To do — From the entries below, pick out every line that contains the word "negative" and copy each one. Matches must agree in case.

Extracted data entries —

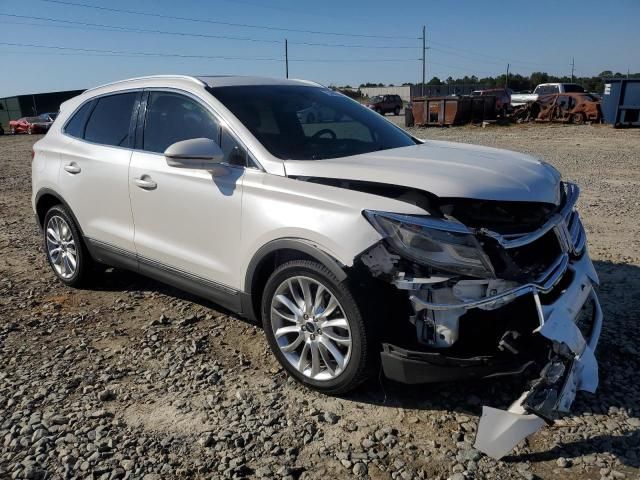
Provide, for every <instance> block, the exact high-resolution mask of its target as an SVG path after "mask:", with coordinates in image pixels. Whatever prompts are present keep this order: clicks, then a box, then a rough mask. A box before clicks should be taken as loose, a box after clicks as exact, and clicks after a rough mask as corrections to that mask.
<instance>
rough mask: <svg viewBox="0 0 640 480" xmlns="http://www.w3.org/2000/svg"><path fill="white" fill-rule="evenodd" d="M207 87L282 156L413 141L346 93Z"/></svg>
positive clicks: (366, 149) (307, 156)
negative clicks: (362, 105) (347, 97)
mask: <svg viewBox="0 0 640 480" xmlns="http://www.w3.org/2000/svg"><path fill="white" fill-rule="evenodd" d="M209 91H210V92H211V93H212V94H213V95H214V96H215V97H216V98H217V99H218V100H220V101H221V102H222V103H223V104H224V105H225V107H227V108H228V109H229V110H231V112H232V113H233V114H234V115H235V116H236V117H237V118H238V119H239V120H240V121H241V122H242V123H243V124H244V125H245V127H247V128H248V129H249V131H251V133H252V134H253V136H255V137H256V139H257V140H258V141H259V142H260V143H262V145H264V147H265V148H266V149H267V150H269V152H270V153H271V154H272V155H274V156H276V157H278V158H282V159H284V160H287V159H291V160H319V159H323V158H338V157H347V156H350V155H358V154H362V153H368V152H373V151H377V150H388V149H391V148H399V147H406V146H409V145H415V142H414V141H413V139H412V138H411V136H409V135H408V134H407V133H405V132H404V131H403V130H401V129H400V128H398V127H396V126H394V125H392V124H391V123H389V122H388V121H386V120H385V119H384V118H382V117H381V116H380V114H378V113H375V112H373V111H371V110H369V109H368V108H365V107H363V106H362V105H360V104H359V103H357V102H355V101H353V100H351V99H349V98H347V97H346V96H344V95H342V94H340V93H337V92H334V91H332V90H329V89H325V88H319V87H310V86H302V85H300V86H298V85H257V86H256V85H251V86H233V87H216V88H211V89H209Z"/></svg>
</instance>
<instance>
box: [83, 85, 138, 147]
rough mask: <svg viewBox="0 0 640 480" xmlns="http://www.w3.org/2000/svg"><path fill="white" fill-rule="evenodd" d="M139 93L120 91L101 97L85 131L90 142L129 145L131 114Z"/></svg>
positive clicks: (84, 138)
mask: <svg viewBox="0 0 640 480" xmlns="http://www.w3.org/2000/svg"><path fill="white" fill-rule="evenodd" d="M137 96H138V94H137V93H136V92H131V93H119V94H116V95H109V96H108V97H101V98H99V99H98V103H97V104H96V107H95V108H94V109H93V112H92V113H91V117H90V118H89V121H88V122H87V127H86V129H85V132H84V139H85V140H87V141H89V142H94V143H100V144H102V145H112V146H115V147H128V146H129V144H130V136H129V127H130V124H131V114H132V112H133V106H134V104H135V101H136V97H137Z"/></svg>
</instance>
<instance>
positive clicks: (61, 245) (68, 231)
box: [46, 215, 78, 280]
mask: <svg viewBox="0 0 640 480" xmlns="http://www.w3.org/2000/svg"><path fill="white" fill-rule="evenodd" d="M46 244H47V255H49V259H50V260H51V265H53V268H54V270H55V271H56V273H57V274H58V275H59V276H60V277H61V278H64V279H65V280H68V279H70V278H71V277H73V276H74V275H75V273H76V270H77V268H78V251H77V249H76V242H75V239H74V238H73V232H72V231H71V227H70V226H69V224H68V223H67V221H66V220H65V219H64V218H62V217H60V216H58V215H54V216H52V217H51V218H50V219H49V222H48V223H47V228H46Z"/></svg>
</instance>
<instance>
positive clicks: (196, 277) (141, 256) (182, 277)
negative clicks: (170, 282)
mask: <svg viewBox="0 0 640 480" xmlns="http://www.w3.org/2000/svg"><path fill="white" fill-rule="evenodd" d="M137 258H138V261H139V262H140V263H143V264H145V265H147V266H149V267H153V268H158V269H160V270H164V271H165V272H167V273H171V274H173V275H177V276H180V277H182V278H185V279H188V280H192V281H194V282H197V283H200V284H202V285H206V286H208V287H211V288H215V289H216V290H221V291H223V292H225V293H228V294H230V295H237V294H238V293H240V292H239V291H238V290H236V289H235V288H232V287H228V286H226V285H224V284H222V283H218V282H214V281H213V280H209V279H207V278H204V277H200V276H198V275H194V274H193V273H189V272H186V271H184V270H180V269H179V268H176V267H172V266H170V265H167V264H165V263H160V262H157V261H155V260H151V259H150V258H147V257H143V256H142V255H138V256H137Z"/></svg>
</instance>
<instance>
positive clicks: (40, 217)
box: [34, 188, 84, 237]
mask: <svg viewBox="0 0 640 480" xmlns="http://www.w3.org/2000/svg"><path fill="white" fill-rule="evenodd" d="M58 204H61V205H63V206H64V207H65V208H66V210H67V212H69V215H71V219H72V220H73V222H74V223H75V224H76V227H77V228H78V230H80V235H82V236H83V237H84V232H83V231H82V226H81V225H80V222H78V219H77V218H76V216H75V214H74V213H73V210H72V209H71V207H70V206H69V204H68V203H67V202H66V200H65V199H64V198H63V197H62V195H60V194H59V193H58V192H56V191H54V190H51V189H50V188H42V189H40V190H38V193H37V194H36V199H35V202H34V205H35V210H36V219H37V221H38V226H39V227H40V229H42V228H44V217H45V216H46V215H47V212H48V211H49V209H50V208H51V207H53V206H54V205H58Z"/></svg>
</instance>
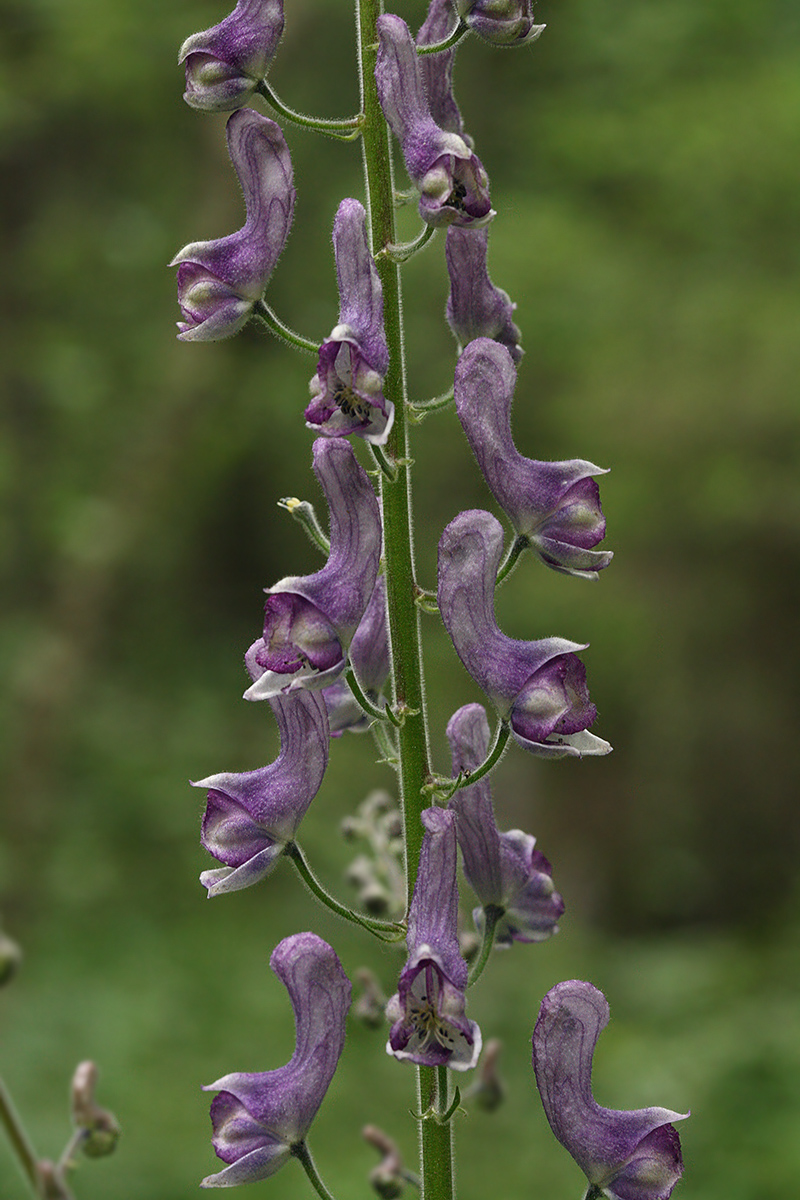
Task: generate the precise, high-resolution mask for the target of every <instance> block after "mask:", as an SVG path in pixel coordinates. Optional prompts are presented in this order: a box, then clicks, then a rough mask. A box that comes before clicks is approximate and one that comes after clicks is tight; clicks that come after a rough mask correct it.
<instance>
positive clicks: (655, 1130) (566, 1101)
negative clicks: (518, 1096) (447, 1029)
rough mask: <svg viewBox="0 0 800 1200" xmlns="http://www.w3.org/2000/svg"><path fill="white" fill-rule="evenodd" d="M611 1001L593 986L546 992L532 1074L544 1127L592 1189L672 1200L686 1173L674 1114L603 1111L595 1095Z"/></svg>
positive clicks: (676, 1115) (664, 1110)
mask: <svg viewBox="0 0 800 1200" xmlns="http://www.w3.org/2000/svg"><path fill="white" fill-rule="evenodd" d="M607 1024H608V1002H607V1000H606V997H604V996H603V994H602V992H601V991H597V989H596V988H594V986H593V985H591V984H590V983H582V982H581V980H579V979H570V980H567V982H566V983H559V984H557V985H555V988H553V989H551V991H548V994H547V996H545V1000H543V1001H542V1007H541V1009H540V1013H539V1020H537V1021H536V1028H535V1030H534V1070H535V1072H536V1084H537V1085H539V1091H540V1094H541V1098H542V1104H543V1105H545V1112H546V1114H547V1120H548V1121H549V1123H551V1128H552V1130H553V1133H554V1134H555V1136H557V1138H558V1140H559V1141H560V1142H561V1145H563V1146H564V1147H565V1148H566V1150H569V1152H570V1153H571V1154H572V1157H573V1158H575V1160H576V1163H577V1164H578V1166H579V1168H581V1170H582V1171H583V1172H584V1175H585V1176H587V1178H588V1180H589V1183H590V1184H591V1187H590V1190H589V1195H591V1196H601V1195H602V1196H608V1198H609V1200H667V1196H669V1195H672V1190H673V1188H674V1187H675V1183H676V1182H678V1180H679V1178H680V1177H681V1175H682V1172H684V1163H682V1159H681V1154H680V1139H679V1138H678V1133H676V1132H675V1129H674V1128H673V1126H672V1123H670V1122H673V1121H682V1120H684V1118H685V1117H687V1116H688V1112H672V1111H670V1110H669V1109H634V1110H633V1111H630V1112H618V1111H616V1110H615V1109H603V1108H601V1106H600V1105H599V1104H596V1103H595V1099H594V1097H593V1094H591V1061H593V1057H594V1052H595V1046H596V1045H597V1038H599V1037H600V1034H601V1032H602V1031H603V1030H604V1028H606V1026H607Z"/></svg>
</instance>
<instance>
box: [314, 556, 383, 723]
mask: <svg viewBox="0 0 800 1200" xmlns="http://www.w3.org/2000/svg"><path fill="white" fill-rule="evenodd" d="M350 665H351V666H353V670H354V671H355V674H356V679H357V680H359V683H360V685H361V688H362V689H363V691H365V692H366V696H367V700H369V701H372V703H374V704H378V703H379V701H380V695H381V692H383V690H384V686H385V684H386V680H387V679H389V672H390V670H391V666H390V654H389V628H387V624H386V578H385V576H383V575H379V576H378V578H377V580H375V587H374V589H373V593H372V596H371V598H369V604H368V605H367V611H366V612H365V614H363V617H362V618H361V623H360V625H359V628H357V629H356V631H355V634H354V635H353V641H351V642H350ZM321 695H323V700H324V701H325V704H326V707H327V719H329V721H330V726H331V737H332V738H338V737H342V734H343V733H344V731H345V730H350V731H351V732H354V733H362V732H363V731H365V730H368V728H369V724H371V721H369V718H368V716H367V715H366V713H365V712H363V709H362V708H361V706H360V704H359V702H357V700H356V698H355V696H354V695H353V692H351V691H350V688H349V685H348V684H347V682H345V680H344V679H337V680H336V682H335V683H332V684H330V685H329V686H327V688H324V689H323V692H321Z"/></svg>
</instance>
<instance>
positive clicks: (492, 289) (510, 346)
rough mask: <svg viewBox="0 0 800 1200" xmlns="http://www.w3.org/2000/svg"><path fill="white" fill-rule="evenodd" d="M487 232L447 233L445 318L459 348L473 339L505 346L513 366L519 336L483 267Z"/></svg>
mask: <svg viewBox="0 0 800 1200" xmlns="http://www.w3.org/2000/svg"><path fill="white" fill-rule="evenodd" d="M488 242H489V232H488V229H457V228H456V227H455V226H451V227H450V229H447V240H446V242H445V258H446V260H447V274H449V275H450V295H449V296H447V307H446V310H445V316H446V318H447V324H449V325H450V328H451V330H452V331H453V334H455V336H456V338H457V340H458V342H459V344H461V346H467V344H468V343H469V342H471V341H474V338H476V337H491V338H493V341H495V342H500V344H501V346H505V347H506V349H507V350H509V353H510V354H511V358H512V359H513V361H515V362H518V361H519V359H521V358H522V355H523V349H522V346H521V344H519V343H521V340H522V334H521V332H519V329H518V328H517V325H516V324H515V322H513V311H515V308H516V307H517V306H516V304H512V302H511V300H510V298H509V294H507V292H504V290H503V289H501V288H495V286H494V284H493V283H492V280H491V278H489V272H488V269H487V264H486V258H487V250H488Z"/></svg>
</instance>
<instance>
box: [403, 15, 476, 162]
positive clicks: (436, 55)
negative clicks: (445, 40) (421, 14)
mask: <svg viewBox="0 0 800 1200" xmlns="http://www.w3.org/2000/svg"><path fill="white" fill-rule="evenodd" d="M457 20H458V16H457V13H456V10H455V8H453V5H452V0H431V4H429V6H428V13H427V17H426V18H425V20H423V22H422V24H421V25H420V32H419V34H417V35H416V44H417V46H435V43H437V42H444V40H445V38H446V37H449V36H450V34H452V31H453V29H455V26H456V22H457ZM455 59H456V52H455V50H452V49H451V50H439V53H438V54H421V55H420V56H419V66H420V74H421V77H422V86H423V89H425V95H426V97H427V101H428V108H429V110H431V116H432V118H433V120H434V121H435V124H437V125H438V126H439V128H441V130H446V131H447V132H449V133H458V134H459V137H462V138H464V142H465V143H467V145H469V146H471V142H470V139H469V138H468V137H467V136H465V133H464V122H463V120H462V115H461V110H459V108H458V104H457V103H456V96H455V95H453V86H452V70H453V62H455Z"/></svg>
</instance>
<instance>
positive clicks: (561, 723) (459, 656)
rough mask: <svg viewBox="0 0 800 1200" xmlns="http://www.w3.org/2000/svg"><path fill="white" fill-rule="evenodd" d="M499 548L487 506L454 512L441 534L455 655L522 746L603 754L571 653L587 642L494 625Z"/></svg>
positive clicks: (580, 678)
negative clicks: (475, 510) (509, 724)
mask: <svg viewBox="0 0 800 1200" xmlns="http://www.w3.org/2000/svg"><path fill="white" fill-rule="evenodd" d="M501 554H503V528H501V526H500V523H499V521H495V518H494V517H493V516H492V515H491V512H481V511H468V512H459V515H458V516H457V517H456V518H455V520H453V521H451V522H450V524H449V526H447V528H446V529H445V532H444V533H443V535H441V540H440V541H439V612H440V613H441V619H443V622H444V623H445V628H446V630H447V632H449V634H450V637H451V640H452V643H453V646H455V647H456V653H457V654H458V658H459V659H461V660H462V662H463V664H464V666H465V667H467V670H468V671H469V673H470V676H471V677H473V679H475V682H476V683H477V684H479V685H480V686H481V688H482V689H483V691H485V692H486V695H487V696H488V697H489V700H491V701H492V703H493V704H494V707H495V708H497V710H498V713H499V715H500V718H501V720H504V721H507V722H510V725H511V736H512V737H513V739H515V740H516V742H518V743H519V745H521V746H524V749H525V750H530V751H531V752H533V754H537V755H545V756H547V757H549V758H560V757H564V756H565V755H570V756H576V757H581V756H582V755H588V754H589V755H596V754H608V751H609V750H610V746H609V745H608V743H607V742H603V740H602V738H597V737H595V736H594V734H593V733H589V726H590V725H591V722H593V721H594V719H595V716H596V715H597V710H596V708H595V706H594V704H593V703H591V701H590V700H589V692H588V690H587V672H585V668H584V666H583V662H582V661H581V659H578V658H577V655H576V653H575V652H576V650H583V649H585V644H579V643H577V642H567V641H566V640H565V638H563V637H546V638H543V640H541V641H537V642H517V641H515V640H513V638H511V637H506V635H505V634H501V632H500V630H499V629H498V624H497V620H495V618H494V583H495V580H497V572H498V565H499V563H500V556H501Z"/></svg>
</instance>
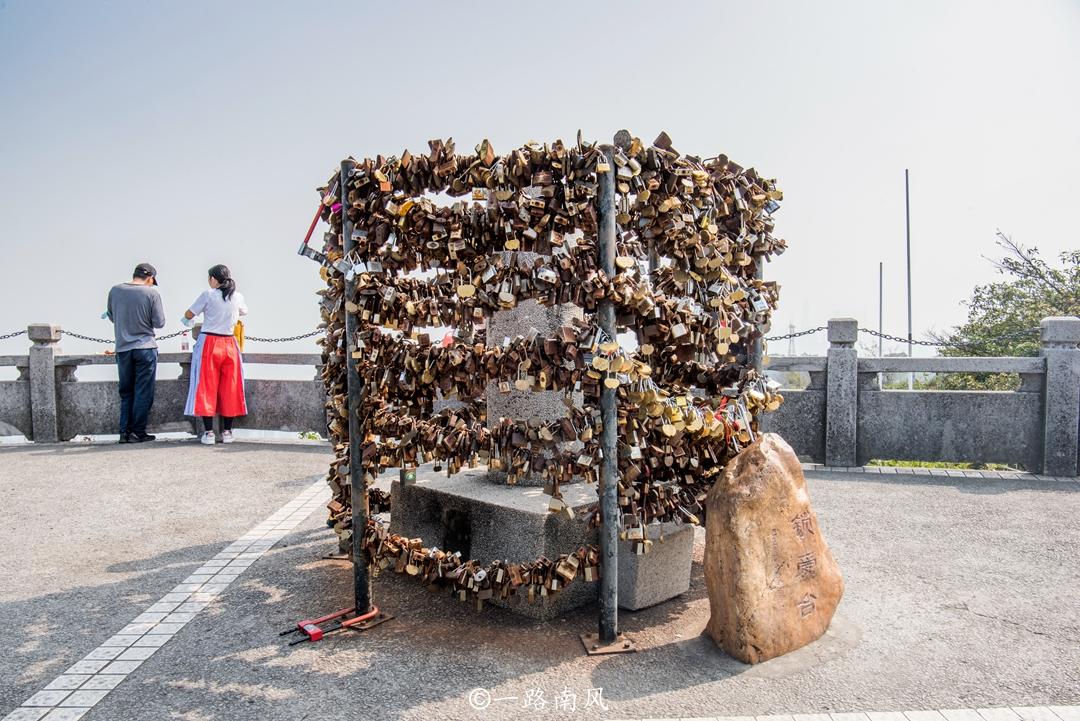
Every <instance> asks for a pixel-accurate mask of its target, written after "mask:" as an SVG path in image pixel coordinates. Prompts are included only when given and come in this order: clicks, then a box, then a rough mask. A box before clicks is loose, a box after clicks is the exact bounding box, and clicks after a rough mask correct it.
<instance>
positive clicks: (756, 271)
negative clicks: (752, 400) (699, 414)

Answer section —
negative clicks: (362, 105) (347, 97)
negative clicks: (170, 282)
negative clicks: (518, 1096) (447, 1029)
negative clicks: (445, 40) (421, 14)
negative clicks: (475, 510) (509, 724)
negative clicks: (752, 400) (699, 414)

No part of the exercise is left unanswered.